### Problem requirements
Echo part of the espresso article word for word: begin at the words "Espresso quickly became" and stop after "a porcelain cup.".

### Provided text
• • •

Italy is to apply for Unesco status for espresso coffee, claiming it is “much more than a simple drink”.
It follows the art of the Neapolitan pizza-maker being added to the UN agency’s list of the world’s intangible heritage in 2017 as Italy aims to secure the worldwide status for another of its successful symbols.
“It is an authentic ritual and an expression of our sociality that distinguishes us around the world,” said Gian Marco Centinaio, the agriculture undersecretary, confirming that the application had been submitted.
Espresso quickly became an integral part of the national identity after its creation in Turin at the end of the 19th century. Drinking espresso creates an occasion for an encounter, to discuss politics and football, to complain, to make peace or to pay a debt, or simply an excuse to talk on this and that.
According to the Italian Espresso Institute, founded in 1998 with the specific goal of safeguarding and promoting the original espresso, the market is worth more than €4bn (£3.3bn) annually, with more than 90% of Italians drinking a cup of it each day, usually served in a porcelain cup.
The institute’s strict regulations for the perfect espresso include the use of a certified coffee blend, certified equipment and even licensed personnel.

• • •

(Referring expression pointing data)
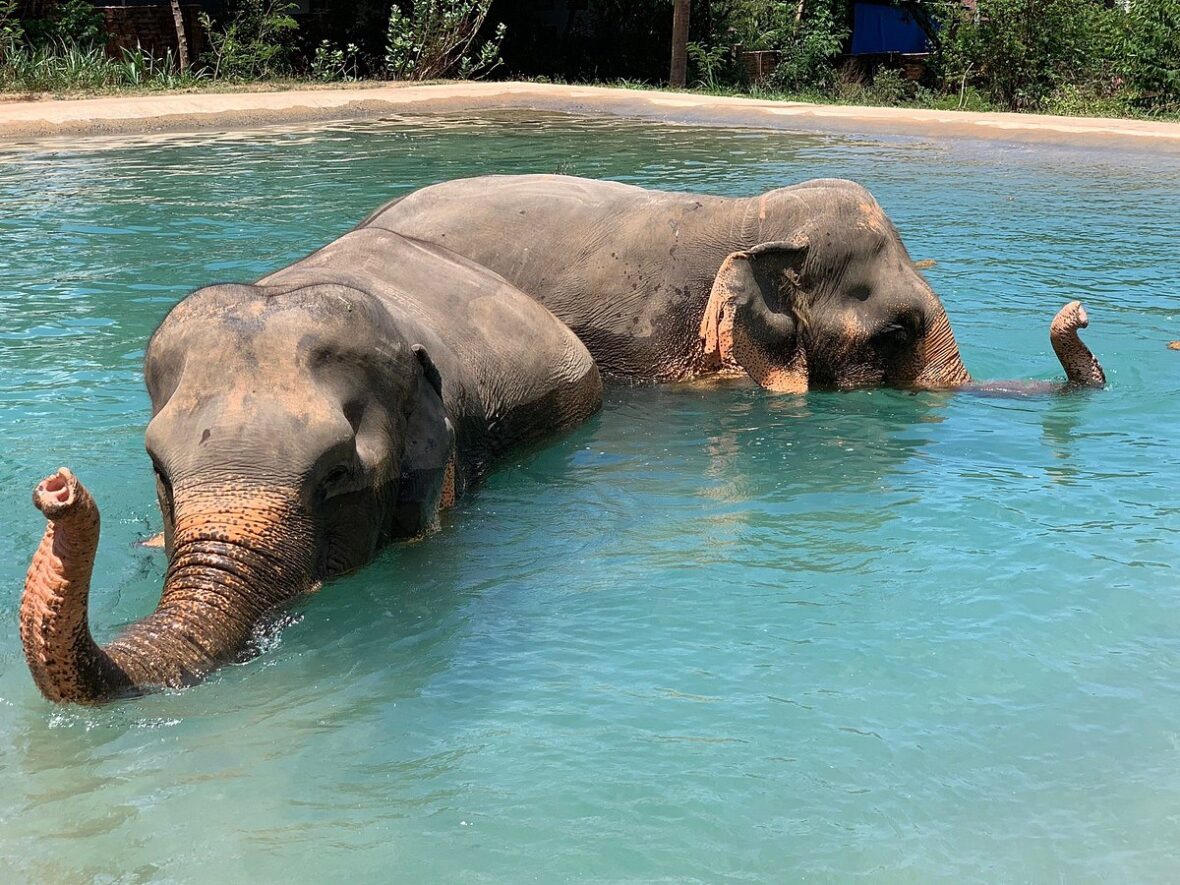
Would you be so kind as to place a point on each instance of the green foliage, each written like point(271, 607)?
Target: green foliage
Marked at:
point(254, 43)
point(73, 69)
point(709, 64)
point(440, 38)
point(12, 31)
point(759, 25)
point(890, 87)
point(807, 58)
point(1151, 48)
point(332, 63)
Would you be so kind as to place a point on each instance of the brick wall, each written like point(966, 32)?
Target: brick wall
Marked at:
point(152, 28)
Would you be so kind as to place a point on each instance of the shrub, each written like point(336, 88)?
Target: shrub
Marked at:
point(439, 38)
point(254, 43)
point(1151, 48)
point(807, 57)
point(710, 65)
point(889, 87)
point(332, 63)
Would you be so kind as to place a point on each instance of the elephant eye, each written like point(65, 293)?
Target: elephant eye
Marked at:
point(335, 482)
point(860, 293)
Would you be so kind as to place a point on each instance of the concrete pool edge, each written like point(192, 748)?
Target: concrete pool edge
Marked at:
point(204, 111)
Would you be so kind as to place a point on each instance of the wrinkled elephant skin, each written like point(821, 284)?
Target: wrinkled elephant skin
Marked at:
point(299, 424)
point(805, 287)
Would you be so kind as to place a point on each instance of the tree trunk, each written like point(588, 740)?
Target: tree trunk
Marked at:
point(679, 77)
point(182, 41)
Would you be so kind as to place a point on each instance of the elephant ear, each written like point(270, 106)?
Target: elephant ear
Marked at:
point(753, 318)
point(427, 464)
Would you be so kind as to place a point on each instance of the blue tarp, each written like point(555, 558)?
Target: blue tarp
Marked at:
point(885, 28)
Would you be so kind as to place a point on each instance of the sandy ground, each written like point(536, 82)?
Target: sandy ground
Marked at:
point(25, 120)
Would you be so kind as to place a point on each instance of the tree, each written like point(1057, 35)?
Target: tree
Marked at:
point(680, 14)
point(182, 41)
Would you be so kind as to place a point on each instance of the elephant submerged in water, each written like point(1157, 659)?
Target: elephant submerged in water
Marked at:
point(299, 424)
point(807, 287)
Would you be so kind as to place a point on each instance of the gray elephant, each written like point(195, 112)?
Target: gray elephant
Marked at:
point(297, 425)
point(804, 287)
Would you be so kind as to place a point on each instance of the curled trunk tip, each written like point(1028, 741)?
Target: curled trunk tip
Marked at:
point(1082, 367)
point(60, 493)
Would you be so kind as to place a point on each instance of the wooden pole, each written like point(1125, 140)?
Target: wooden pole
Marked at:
point(679, 77)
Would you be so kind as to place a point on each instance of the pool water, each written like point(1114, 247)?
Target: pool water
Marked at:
point(713, 635)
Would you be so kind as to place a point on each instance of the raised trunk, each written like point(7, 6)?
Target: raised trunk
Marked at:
point(228, 568)
point(1082, 367)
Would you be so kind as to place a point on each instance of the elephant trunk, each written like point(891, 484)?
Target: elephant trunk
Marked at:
point(228, 568)
point(1082, 367)
point(941, 365)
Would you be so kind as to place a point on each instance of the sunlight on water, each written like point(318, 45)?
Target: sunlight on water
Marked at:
point(713, 634)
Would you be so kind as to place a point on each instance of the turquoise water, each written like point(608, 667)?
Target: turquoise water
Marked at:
point(713, 635)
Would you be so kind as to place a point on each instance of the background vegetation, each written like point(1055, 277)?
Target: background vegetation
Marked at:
point(1106, 57)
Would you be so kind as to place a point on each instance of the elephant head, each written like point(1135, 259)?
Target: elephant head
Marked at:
point(837, 303)
point(292, 432)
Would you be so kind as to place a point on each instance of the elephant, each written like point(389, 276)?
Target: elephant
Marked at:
point(300, 424)
point(807, 287)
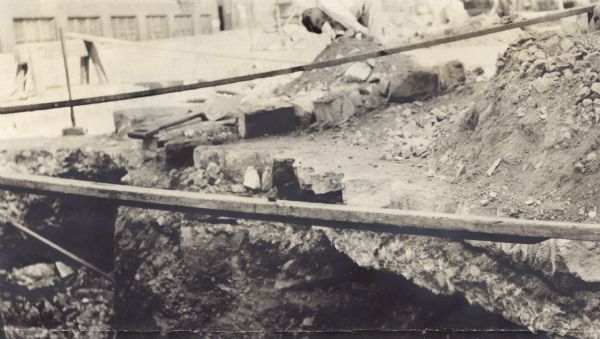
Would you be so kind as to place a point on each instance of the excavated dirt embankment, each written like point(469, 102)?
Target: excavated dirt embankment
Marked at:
point(43, 293)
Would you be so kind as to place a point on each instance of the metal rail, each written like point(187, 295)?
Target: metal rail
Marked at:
point(303, 68)
point(334, 216)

• • •

### Finished task
Espresso quickly became an integral part of the national identity after its creation in Turin at the end of the 19th century. Drinking espresso creates an occasion for an encounter, to discuss politics and football, to complain, to make peace or to pay a debt, or simply an excuse to talk on this and that.
According to the Italian Espresso Institute, founded in 1998 with the specific goal of safeguarding and promoting the original espresso, the market is worth more than €4bn (£3.3bn) annually, with more than 90% of Italians drinking a cup of it each day, usually served in a porcelain cup.